A few months ago Dreamhost disabled automatic snapshotting for their shared hosting users. There's a restore function in the domain listing in the control panel but it's rarely working.
So I set about restoring the old functionality. What follows is the result of this work, hopefully it may be of some help to others.
mysnapshots.sh
Copy this to a file mysnapshots.sh and set the executable bit (chmod +x mysnapshots.sh).
#!/bin/bash
### usage: ./mysnapshots.sh
### name_of_snapshot can be anything ("manual", "hourly", "nightly", "weekly", "monthly", etc.) IT MUST BE SPECIFIED!
### CONFIGURATION ###
### replace YOUR_USER_NAME with your user name (whoami)
home=/home/YOUR_USER_NAME
### snapshots directory
snapshots=/.mysnapshots
### replace DIR1 DIR2 DIR3 with the names of the directories you wish to backup
### DO NOT INCLUDE THE SNAPSHOTS DIRECTORY ($snapshots)!!!
══════
- **Things to do**:
1. Rewrite the paragraph beginning "A few months ago Dreamhost disabled" from the Dreamhost snapshot post as a single shorter sentence that keeps its main facts.
2. Pick up the Dreamhost snapshot post after its final line and write the next part of the script.
══════
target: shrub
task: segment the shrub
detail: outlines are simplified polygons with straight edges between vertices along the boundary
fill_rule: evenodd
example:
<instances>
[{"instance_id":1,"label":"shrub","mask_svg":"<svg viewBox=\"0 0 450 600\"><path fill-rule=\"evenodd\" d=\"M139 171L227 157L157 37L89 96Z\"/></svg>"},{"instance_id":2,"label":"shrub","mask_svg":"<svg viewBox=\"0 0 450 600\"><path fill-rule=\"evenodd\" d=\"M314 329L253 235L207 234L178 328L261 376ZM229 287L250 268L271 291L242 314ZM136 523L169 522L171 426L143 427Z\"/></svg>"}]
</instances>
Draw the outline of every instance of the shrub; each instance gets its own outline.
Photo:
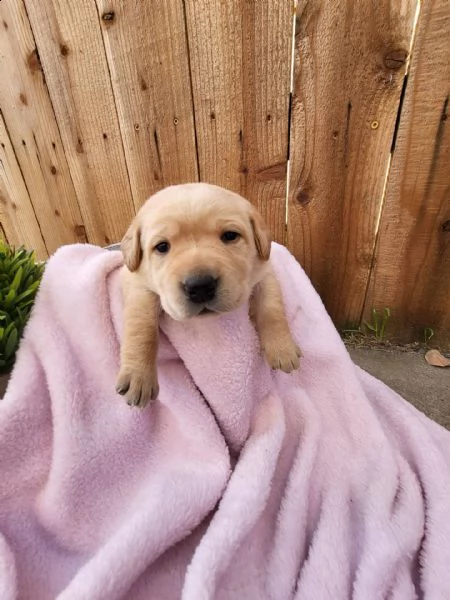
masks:
<instances>
[{"instance_id":1,"label":"shrub","mask_svg":"<svg viewBox=\"0 0 450 600\"><path fill-rule=\"evenodd\" d=\"M0 373L14 364L43 271L34 252L0 240Z\"/></svg>"}]
</instances>

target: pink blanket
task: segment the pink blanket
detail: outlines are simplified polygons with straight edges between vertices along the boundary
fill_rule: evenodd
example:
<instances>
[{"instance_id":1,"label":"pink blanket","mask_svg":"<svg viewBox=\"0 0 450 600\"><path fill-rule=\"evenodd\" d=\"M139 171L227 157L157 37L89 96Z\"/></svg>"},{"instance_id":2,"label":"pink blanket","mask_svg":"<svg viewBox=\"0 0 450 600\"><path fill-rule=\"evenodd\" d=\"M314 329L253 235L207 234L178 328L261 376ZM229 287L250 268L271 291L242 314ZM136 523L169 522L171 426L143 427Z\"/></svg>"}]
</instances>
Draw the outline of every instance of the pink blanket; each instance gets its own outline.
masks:
<instances>
[{"instance_id":1,"label":"pink blanket","mask_svg":"<svg viewBox=\"0 0 450 600\"><path fill-rule=\"evenodd\" d=\"M450 433L351 361L272 262L304 358L246 309L162 322L159 401L114 391L119 252L50 260L0 402L0 599L450 598Z\"/></svg>"}]
</instances>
══════
- **Answer set**:
1. Dreamhost turned off automatic snapshots for shared hosting users a few months ago, and the control panel's restore function in the domain list rarely works.

2.
dirs="DIR1 DIR2 DIR3"
### CONFIGURATION ###
### lower the load of this process (and of its children)
renice 19 -p $$ &>/dev/null
### chdir to home (so that rsync is executed from there)
cd $home
### ensure that the snapshots directory exists
mkdir $snapshots &>/dev/null
### remove the oldest snapshot and rotate the others
bset=$snapshots/$1
rm -r $bset.3 &>/dev/null
mv $bset.2 $bset.3 &>/dev/null
mv $bset.1 $bset.2 &>/dev/null
mv $bset.0 $bset.1 &>/dev/null
### create the new snapshot (warning! files unchanged from the previous snapshot
### are hardlinked to the ones in the previous snapshot!)
mkdir $bset.0 &>/dev/null
rsync -a --delete --link-dest=$bset.1 $dirs $bset.0/ &>/dev/null
exit 0
Usage
The script accepts a single compulsory parameter: the name of the snapshot. For each snapshot name, only the last 4 snapshots will be kept (e.g. if the name is "hourly" we will have hourly.0, hourly.1, hourly.2, hourly.3).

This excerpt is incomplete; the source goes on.